ДОКУМЕНТ →
---+---
Если же принять во внимание справочник А.С.Яковлева («Советские самолёты, Гражданский Воздушный флот, стр. 174 — 175»),  в соответствии с которым максимальная коммерческая нагрузка для АН-2 составляет 1020 кг, то рушатся вообще все расчёты Дымшица-Пупкина.

О фактических «30 кг багажа» на всех поговорим ниже. Заодно приведём более убедительное для Марка опровержение его багажных цифр, высказанное в присутствии Эдуарда Кузнецова тогдашней работницей аэропорта «Смольное» некоей Софьей Ивановной в передаче «Как это было» (ОРТ, 24.10.1999). Вот её диалог с Эдуардом Самойловичем:

«- Я с вами очень дружно обошлась. Если было свыше 5 килограммов багажа, я не оформляла.

      —  Серьёзно?

      —  Да.

      —  Гуманно».

Таким образом, кроме констатации истинной нормы провоза багажа, Софья Ивановна указывает и на её превышение некоторыми из «самолётчиков». И они правильно делали! Снова приводим расчётную дальность полёта по Пупкину-Дымшицу – 460 км. Снова отметим, что в действительности она будет меньше, кроме того, и до границы от Приозерска надо лететь километров пятьдесят. В итоге АН-2 вряд ли углубился бы на территорию Финляндии более чем на 250 – 300 км.

А до шведского города Боден – конечной точки наших героев – около 900 км, т.е. пришлось бы топать по финским лесам и болотам не менее 600 км. А  если учесть, что надо было обходить реки и озёра и прятаться от официальных финских властей (могли выдать в СССР по консульскому соглашению), то можно смело говорить о тысяче километров, если, конечно, беглецы просто не заблудятся. Добавлю, что об этом соглашении наши герои знали («Ленинград – Иерусалим с долгой пересадкой», стр. 130).
---+---
Перепишите дословно фрагмент документа, начиная со слов «Таким образом, кроме» и заканчивая словами «250 – 300 км.». Используйте только сведения из документа.
---+---
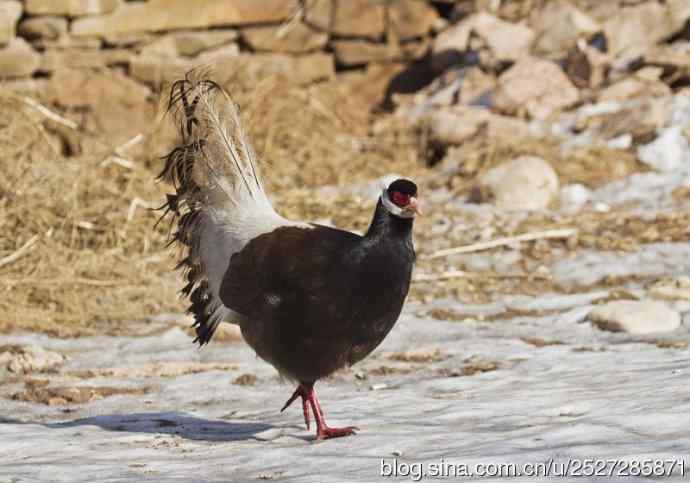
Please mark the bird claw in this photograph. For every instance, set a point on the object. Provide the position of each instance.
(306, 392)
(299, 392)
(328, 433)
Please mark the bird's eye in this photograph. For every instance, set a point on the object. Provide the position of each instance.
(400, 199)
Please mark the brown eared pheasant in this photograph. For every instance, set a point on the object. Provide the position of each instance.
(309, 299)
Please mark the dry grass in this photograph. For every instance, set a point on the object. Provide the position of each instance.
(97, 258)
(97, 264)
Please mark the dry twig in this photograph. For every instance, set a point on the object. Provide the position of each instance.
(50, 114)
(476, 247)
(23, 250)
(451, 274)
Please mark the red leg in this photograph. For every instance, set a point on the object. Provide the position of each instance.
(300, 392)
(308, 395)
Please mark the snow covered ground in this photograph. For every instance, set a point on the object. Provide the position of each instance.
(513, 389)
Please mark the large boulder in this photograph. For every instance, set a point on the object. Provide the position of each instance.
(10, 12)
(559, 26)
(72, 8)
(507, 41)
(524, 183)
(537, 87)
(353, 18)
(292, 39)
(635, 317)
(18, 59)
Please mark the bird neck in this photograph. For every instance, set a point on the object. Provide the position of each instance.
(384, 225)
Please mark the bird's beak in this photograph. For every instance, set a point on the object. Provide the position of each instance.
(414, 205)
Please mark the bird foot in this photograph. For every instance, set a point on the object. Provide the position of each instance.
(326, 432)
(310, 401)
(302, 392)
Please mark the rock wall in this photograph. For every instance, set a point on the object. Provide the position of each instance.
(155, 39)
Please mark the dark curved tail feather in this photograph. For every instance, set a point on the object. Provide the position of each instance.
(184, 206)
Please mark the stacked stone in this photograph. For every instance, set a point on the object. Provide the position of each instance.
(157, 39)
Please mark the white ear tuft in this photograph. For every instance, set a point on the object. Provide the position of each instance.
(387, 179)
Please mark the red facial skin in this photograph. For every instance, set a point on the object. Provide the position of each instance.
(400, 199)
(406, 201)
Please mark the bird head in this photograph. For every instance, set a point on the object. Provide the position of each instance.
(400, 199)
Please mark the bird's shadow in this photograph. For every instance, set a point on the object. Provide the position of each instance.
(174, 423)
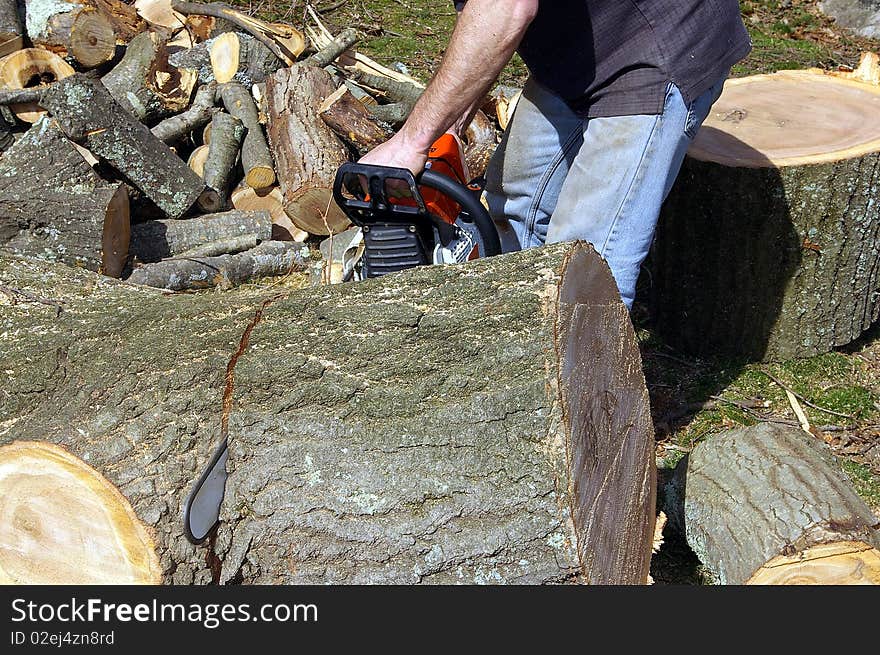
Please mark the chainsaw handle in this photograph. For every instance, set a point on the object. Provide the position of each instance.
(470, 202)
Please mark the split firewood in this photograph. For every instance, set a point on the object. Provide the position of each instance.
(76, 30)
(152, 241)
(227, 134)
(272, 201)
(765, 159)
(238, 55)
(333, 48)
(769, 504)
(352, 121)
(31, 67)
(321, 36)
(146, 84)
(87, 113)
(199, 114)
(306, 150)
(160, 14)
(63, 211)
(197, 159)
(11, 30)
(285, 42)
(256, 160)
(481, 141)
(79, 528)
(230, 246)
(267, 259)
---+---
РЕЗУЛЬТАТ →
Таким образом, кроме констатации истинной нормы провоза багажа, Софья Ивановна указывает и на её превышение некоторыми из «самолётчиков». И они правильно делали! Снова приводим расчётную дальность полёта по Пупкину-Дымшицу – 460 км. Снова отметим, что в действительности она будет меньше, кроме того, и до границы от Приозерска надо лететь километров пятьдесят. В итоге АН-2 вряд ли углубился бы на территорию Финляндии более чем на 250 – 300 км.